REQUIREMENTS -
Put every line of the rows below into a JSON list of strings, one string per line, leaving out any blank lines.

=-=-=-=-=

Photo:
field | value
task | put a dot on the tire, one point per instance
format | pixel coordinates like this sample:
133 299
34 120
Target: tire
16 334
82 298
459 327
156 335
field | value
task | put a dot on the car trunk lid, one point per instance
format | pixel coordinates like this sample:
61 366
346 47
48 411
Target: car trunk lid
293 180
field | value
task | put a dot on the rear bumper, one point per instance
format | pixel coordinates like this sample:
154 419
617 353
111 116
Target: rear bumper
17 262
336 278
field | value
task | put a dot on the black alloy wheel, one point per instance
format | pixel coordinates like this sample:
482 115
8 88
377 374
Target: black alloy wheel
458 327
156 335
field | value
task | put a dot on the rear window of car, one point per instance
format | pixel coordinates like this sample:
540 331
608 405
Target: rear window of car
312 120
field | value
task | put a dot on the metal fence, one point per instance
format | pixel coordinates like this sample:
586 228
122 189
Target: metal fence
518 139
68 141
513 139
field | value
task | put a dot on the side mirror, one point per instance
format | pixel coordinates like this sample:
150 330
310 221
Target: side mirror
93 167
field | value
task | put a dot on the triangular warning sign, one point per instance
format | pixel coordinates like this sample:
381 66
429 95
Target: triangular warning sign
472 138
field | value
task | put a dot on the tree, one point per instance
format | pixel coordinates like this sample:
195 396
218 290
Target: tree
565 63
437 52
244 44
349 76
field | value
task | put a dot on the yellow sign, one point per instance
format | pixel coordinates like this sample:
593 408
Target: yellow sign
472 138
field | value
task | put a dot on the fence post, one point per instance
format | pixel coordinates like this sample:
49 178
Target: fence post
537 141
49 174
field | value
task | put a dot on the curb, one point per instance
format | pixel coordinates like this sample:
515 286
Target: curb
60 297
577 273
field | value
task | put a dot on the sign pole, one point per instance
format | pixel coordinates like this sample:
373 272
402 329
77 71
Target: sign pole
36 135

=-=-=-=-=

TASK SOLUTION -
[
  "Photo:",
  "field | value",
  "task | put a dot on the tire, one point per instance",
  "format | pixel coordinates like this sample:",
  "133 299",
  "34 120",
  "Target: tire",
  "16 334",
  "82 298",
  "459 327",
  "156 335",
  "field | value",
  "task | put a dot on the car trunk lid, one point per instance",
  "format | pixel coordinates like this sample:",
  "61 366",
  "346 47",
  "48 411",
  "Target: car trunk lid",
  "293 180",
  "field | value",
  "task | put a dot on the rear bumper, one point per instance",
  "format | pixel coordinates like this sample:",
  "154 419",
  "617 353",
  "111 116",
  "Target: rear bumper",
  "17 262",
  "336 278",
  "field | value",
  "task | put a dot on the black alloy wheel, one point per instance",
  "format | pixel coordinates like this sample:",
  "482 115",
  "8 88",
  "377 374",
  "Target: black alloy wheel",
  "458 327",
  "156 335",
  "field | value",
  "task | put a dot on the rear window of car, one point per instance",
  "format | pixel coordinates like this sample:",
  "540 331",
  "608 405",
  "Target: rear window of car",
  "312 120",
  "field | value",
  "task | put a dot on the metal fence, one point per instance",
  "format | pixel coordinates like this sample:",
  "586 228",
  "122 189",
  "Target: metal fence",
  "518 139",
  "68 141",
  "513 139",
  "field | value",
  "task | put a dot on the side mirror, one point per instance",
  "format | pixel coordinates like this sample:",
  "150 330",
  "310 221",
  "Target: side mirror",
  "93 167",
  "field | value",
  "task | put a dot on the triangular warning sign, one point per instance",
  "format | pixel coordinates like this sample:",
  "381 66",
  "429 95",
  "Target: triangular warning sign",
  "472 138",
  "field | value",
  "task | put a dot on the tree, one point per instance",
  "format | pixel coordinates like this sample:",
  "195 396",
  "218 290",
  "Target: tree",
  "565 63",
  "437 52",
  "244 44",
  "349 76",
  "field | value",
  "task | put a dot on the yellow sign, one point per instance",
  "format | pixel coordinates like this sample:",
  "593 408",
  "Target: yellow sign",
  "472 138",
  "field | value",
  "task | put a dot on the fence post, one point per instance",
  "format | pixel coordinates like this sample:",
  "49 178",
  "Target: fence post",
  "537 141",
  "49 174",
  "field | value",
  "task | put a dot on the curb, one point per instance",
  "format | pixel coordinates like this sample:",
  "515 286",
  "Target: curb",
  "60 297",
  "577 273",
  "field | value",
  "task | put a dot on the sign pole, one point per instance",
  "format | pixel coordinates like this sample:",
  "373 272",
  "402 329",
  "77 71",
  "Target: sign pole",
  "36 135"
]